§ OBJECTIVE:
Restate the full set of records exactly, word for word.

-- Start of AVAILABLE DATA --

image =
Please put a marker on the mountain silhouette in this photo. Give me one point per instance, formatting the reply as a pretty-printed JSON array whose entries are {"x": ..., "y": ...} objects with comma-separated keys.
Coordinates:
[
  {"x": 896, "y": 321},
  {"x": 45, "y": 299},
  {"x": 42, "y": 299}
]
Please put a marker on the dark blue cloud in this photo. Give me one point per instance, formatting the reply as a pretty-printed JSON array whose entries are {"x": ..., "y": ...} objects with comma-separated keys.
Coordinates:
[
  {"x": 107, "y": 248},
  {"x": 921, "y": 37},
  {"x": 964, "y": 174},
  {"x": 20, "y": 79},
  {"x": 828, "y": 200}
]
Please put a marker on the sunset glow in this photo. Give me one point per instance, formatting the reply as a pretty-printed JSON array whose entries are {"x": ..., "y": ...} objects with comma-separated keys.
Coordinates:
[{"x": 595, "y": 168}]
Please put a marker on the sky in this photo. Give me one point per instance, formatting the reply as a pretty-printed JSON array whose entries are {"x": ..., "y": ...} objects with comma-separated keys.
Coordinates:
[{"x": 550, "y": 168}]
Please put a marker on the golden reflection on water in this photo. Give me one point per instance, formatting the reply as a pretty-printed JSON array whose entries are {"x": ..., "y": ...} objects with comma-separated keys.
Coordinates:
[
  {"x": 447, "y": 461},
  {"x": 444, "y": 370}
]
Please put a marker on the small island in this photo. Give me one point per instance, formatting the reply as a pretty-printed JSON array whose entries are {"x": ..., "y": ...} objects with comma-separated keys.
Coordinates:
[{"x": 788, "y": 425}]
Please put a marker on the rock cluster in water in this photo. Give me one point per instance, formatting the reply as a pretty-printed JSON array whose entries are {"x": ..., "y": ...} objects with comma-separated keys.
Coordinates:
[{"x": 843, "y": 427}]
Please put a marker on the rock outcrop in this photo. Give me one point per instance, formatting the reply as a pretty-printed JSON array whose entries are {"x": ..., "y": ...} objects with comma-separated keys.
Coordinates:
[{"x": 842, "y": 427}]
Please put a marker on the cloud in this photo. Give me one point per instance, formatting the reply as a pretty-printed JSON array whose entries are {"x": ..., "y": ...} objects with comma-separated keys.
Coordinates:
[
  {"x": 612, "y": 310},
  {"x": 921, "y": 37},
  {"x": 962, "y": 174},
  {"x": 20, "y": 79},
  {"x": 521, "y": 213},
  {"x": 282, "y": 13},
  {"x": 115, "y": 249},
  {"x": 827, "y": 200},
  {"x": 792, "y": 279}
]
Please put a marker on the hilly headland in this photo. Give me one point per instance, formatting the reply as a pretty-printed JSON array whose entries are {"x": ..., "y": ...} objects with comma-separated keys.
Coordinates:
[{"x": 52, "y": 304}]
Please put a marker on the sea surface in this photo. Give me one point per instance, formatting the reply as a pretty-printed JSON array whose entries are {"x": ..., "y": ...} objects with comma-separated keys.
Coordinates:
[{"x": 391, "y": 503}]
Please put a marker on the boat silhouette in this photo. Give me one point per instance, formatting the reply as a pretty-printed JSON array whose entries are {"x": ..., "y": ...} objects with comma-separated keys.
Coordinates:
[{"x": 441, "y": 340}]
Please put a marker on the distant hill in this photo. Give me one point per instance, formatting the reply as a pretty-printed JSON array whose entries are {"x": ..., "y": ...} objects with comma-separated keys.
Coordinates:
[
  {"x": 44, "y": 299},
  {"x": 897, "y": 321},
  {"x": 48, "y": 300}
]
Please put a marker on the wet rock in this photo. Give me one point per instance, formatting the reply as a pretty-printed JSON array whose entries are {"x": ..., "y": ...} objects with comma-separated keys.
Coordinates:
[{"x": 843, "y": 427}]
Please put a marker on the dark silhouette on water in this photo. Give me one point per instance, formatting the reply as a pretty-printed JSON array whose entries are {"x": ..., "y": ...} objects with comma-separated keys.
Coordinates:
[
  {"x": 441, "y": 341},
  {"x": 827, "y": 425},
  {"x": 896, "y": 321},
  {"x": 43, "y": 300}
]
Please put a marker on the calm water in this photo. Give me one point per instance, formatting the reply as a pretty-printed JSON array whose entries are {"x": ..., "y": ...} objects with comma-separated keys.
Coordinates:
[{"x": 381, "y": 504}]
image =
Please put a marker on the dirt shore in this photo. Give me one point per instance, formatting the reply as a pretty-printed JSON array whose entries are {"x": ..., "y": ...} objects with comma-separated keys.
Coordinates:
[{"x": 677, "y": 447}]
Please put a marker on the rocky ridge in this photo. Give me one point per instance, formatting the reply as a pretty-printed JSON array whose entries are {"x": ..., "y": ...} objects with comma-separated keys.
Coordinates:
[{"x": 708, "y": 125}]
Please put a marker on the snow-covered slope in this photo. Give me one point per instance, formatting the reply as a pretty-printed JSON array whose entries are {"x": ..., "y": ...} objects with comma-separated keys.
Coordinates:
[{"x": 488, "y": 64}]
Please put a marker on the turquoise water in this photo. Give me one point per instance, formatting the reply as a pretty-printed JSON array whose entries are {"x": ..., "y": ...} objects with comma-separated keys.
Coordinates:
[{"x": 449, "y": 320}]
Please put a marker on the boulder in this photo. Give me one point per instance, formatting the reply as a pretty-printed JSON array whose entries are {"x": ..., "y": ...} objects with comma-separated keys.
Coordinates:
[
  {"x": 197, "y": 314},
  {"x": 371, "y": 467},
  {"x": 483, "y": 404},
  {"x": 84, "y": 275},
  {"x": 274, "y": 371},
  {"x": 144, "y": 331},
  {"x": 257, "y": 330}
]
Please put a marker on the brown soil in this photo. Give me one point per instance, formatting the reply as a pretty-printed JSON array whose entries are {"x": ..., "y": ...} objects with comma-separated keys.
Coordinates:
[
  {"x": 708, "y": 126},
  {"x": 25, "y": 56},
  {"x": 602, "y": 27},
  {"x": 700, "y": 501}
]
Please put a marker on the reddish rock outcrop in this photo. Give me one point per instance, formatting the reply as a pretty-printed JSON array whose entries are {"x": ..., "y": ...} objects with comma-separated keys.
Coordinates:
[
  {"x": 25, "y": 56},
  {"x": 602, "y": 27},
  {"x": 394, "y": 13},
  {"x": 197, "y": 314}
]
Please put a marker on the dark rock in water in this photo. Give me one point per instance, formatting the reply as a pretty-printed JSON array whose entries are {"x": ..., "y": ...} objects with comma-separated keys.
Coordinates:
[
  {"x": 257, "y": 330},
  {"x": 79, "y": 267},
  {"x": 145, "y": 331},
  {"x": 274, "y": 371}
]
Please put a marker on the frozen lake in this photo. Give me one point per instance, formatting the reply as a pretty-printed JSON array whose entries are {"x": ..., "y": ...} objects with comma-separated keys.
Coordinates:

-- End of AVAILABLE DATA --

§ FINAL ANSWER:
image =
Please put a marker on the mountain silhouette in this photo. Give me one point per instance, formatting the reply as a pretty-printed JSON array whose entries are {"x": ..., "y": ...} objects with comma-separated keys.
Coordinates:
[
  {"x": 896, "y": 321},
  {"x": 45, "y": 299},
  {"x": 42, "y": 299}
]
Please put a marker on the dark blue cloud in this photo. Give me one point per instance, formatting the reply as a pretty-printed JSON array whose entries are {"x": ..., "y": ...} objects with comma-separated keys.
Coordinates:
[
  {"x": 107, "y": 248},
  {"x": 921, "y": 37},
  {"x": 964, "y": 174},
  {"x": 20, "y": 79},
  {"x": 828, "y": 200}
]
Please put a marker on the sunset glow in this photo. Give me one point per instance, formatting the reply as a pretty-printed JSON array whose entries are {"x": ..., "y": ...} objects with comma-separated keys.
Coordinates:
[{"x": 595, "y": 168}]
Please put a marker on the sky in this photo. Give me one point per instance, formatting the reply as a pretty-printed JSON array whose entries are {"x": ..., "y": ...} objects with comma-separated keys.
Coordinates:
[{"x": 550, "y": 168}]
Please put a marker on the golden reflection on water in this photo. Give me one point per instance, formatting the reply as a pretty-printed JSON array whose entries are {"x": ..., "y": ...} objects with comma-separated keys.
Coordinates:
[
  {"x": 447, "y": 461},
  {"x": 444, "y": 370}
]
Please put a marker on the small island in this photo. Give me one point per instance, formatting the reply as a pretty-printed JSON array whose entries are {"x": ..., "y": ...} objects with comma-separated keys.
Coordinates:
[{"x": 788, "y": 425}]
Please put a marker on the rock cluster in water in this photo. Give me one point per instance, formatting the reply as a pretty-printed JSON array whose entries are {"x": ..., "y": ...} objects with comma-separated keys.
Coordinates:
[{"x": 843, "y": 427}]
Please put a marker on the rock outcrop in this photo. Give me one point per instance, formatting the reply as a pretty-printed JSON array whose entries are {"x": ..., "y": ...} objects with comma-separated keys.
Coordinates:
[{"x": 842, "y": 427}]
Please put a marker on the cloud in this photo. Give me one point per instance, formatting the reply as a pretty-printed JSON array whose entries are {"x": ..., "y": ...} objects with comma-separated keys.
Coordinates:
[
  {"x": 612, "y": 310},
  {"x": 921, "y": 37},
  {"x": 962, "y": 174},
  {"x": 20, "y": 79},
  {"x": 521, "y": 213},
  {"x": 282, "y": 13},
  {"x": 115, "y": 249},
  {"x": 827, "y": 200},
  {"x": 792, "y": 279}
]
Please put a marker on the hilly headland in this photo. Give me one point per instance, formatting the reply as a pretty-printed JSON array whose entries are {"x": ..., "y": ...} objects with comma-separated keys.
Coordinates:
[{"x": 52, "y": 304}]
Please put a marker on the sea surface in this photo. Give me one point per instance, formatting the reply as a pretty-printed JSON array whose entries are {"x": ..., "y": ...} objects with comma-separated keys.
Coordinates:
[{"x": 391, "y": 503}]
Please put a marker on the boat silhouette in this photo. Give me one point per instance, formatting the reply as a pretty-printed JSON array whose entries are {"x": ..., "y": ...} objects with comma-separated keys.
Coordinates:
[{"x": 441, "y": 340}]
Please put a marker on the distant hill in this photo. Give me one point per instance, formatting the reply as a pretty-printed JSON array whose entries are {"x": ..., "y": ...} objects with comma-separated keys.
Coordinates:
[
  {"x": 44, "y": 299},
  {"x": 897, "y": 321},
  {"x": 48, "y": 300}
]
Please put a marker on the wet rock in this photo. Give me one point per instance, formatting the reply as a pretty-printed JSON array whose entries are {"x": ..., "y": ...} objects with comma-separated keys.
Coordinates:
[{"x": 843, "y": 427}]
Please put a marker on the dark silhouette on water in this photo. Give me one point per instance, formatting the reply as a pretty-printed JSON array whose entries are {"x": ..., "y": ...} objects with comma-separated keys.
Coordinates:
[
  {"x": 441, "y": 341},
  {"x": 827, "y": 425},
  {"x": 896, "y": 321},
  {"x": 43, "y": 300}
]
Please put a marker on the calm water in this photo. Give me one point per instance, formatting the reply as a pretty-printed JSON array whose entries are {"x": ..., "y": ...} objects with comma-separated keys.
Coordinates:
[{"x": 381, "y": 504}]
image =
Please put a marker on the dirt shore in this photo. Give me one point per instance, formatting the reply as a pretty-printed JSON array whose entries are {"x": ..., "y": ...} objects with comma-separated keys.
Coordinates:
[{"x": 677, "y": 447}]
Please put a marker on the rocky ridge in this photo. Give me one point per instance, formatting the reply as a pretty-printed JSON array whose entries are {"x": ..., "y": ...} objects with comma-separated keys.
Coordinates:
[{"x": 708, "y": 125}]
Please put a marker on the snow-covered slope in this photo. Give me one point per instance, formatting the reply as a pretty-printed JSON array whose entries are {"x": ..., "y": ...} objects with comma-separated keys.
Coordinates:
[{"x": 488, "y": 64}]
Please put a marker on the turquoise water in this photo. Give me one point per instance, formatting the reply as a pretty-printed JSON array whose entries are {"x": ..., "y": ...} objects with comma-separated keys.
Coordinates:
[{"x": 449, "y": 320}]
Please put a marker on the boulder in this photo. Give me one point per instance, formatting the reply as a pretty-printed JSON array whose entries are {"x": ..., "y": ...} objects with comma-separated keys.
Coordinates:
[
  {"x": 197, "y": 314},
  {"x": 371, "y": 467},
  {"x": 483, "y": 404},
  {"x": 84, "y": 275},
  {"x": 274, "y": 371},
  {"x": 144, "y": 331},
  {"x": 257, "y": 330}
]
Please put a marker on the brown soil in this photo. Give me one point per instance, formatting the reply as a pretty-printed JSON array whose entries are {"x": ..., "y": ...} objects with comma-separated keys.
Coordinates:
[
  {"x": 708, "y": 126},
  {"x": 25, "y": 56},
  {"x": 602, "y": 27},
  {"x": 700, "y": 501}
]
Please put a marker on the reddish rock outcrop in this photo. Give me one point per instance, formatting the reply as a pretty-printed JSON array whose entries are {"x": ..., "y": ...} objects with comma-separated keys.
Coordinates:
[
  {"x": 25, "y": 56},
  {"x": 602, "y": 27},
  {"x": 394, "y": 13},
  {"x": 197, "y": 314}
]
Please put a marker on the dark rock in water in this photo. Give me one point per instance, formatting the reply as a pretty-printed JSON array whose entries are {"x": ..., "y": ...} objects with comma-separated keys.
Coordinates:
[
  {"x": 257, "y": 330},
  {"x": 79, "y": 267},
  {"x": 145, "y": 331},
  {"x": 274, "y": 371}
]
Please put a marker on the frozen lake in this photo. Give me one point per instance, formatting the reply as a pretty-printed JSON array whose entries are {"x": ..., "y": ...} objects with comma-separated keys.
Coordinates:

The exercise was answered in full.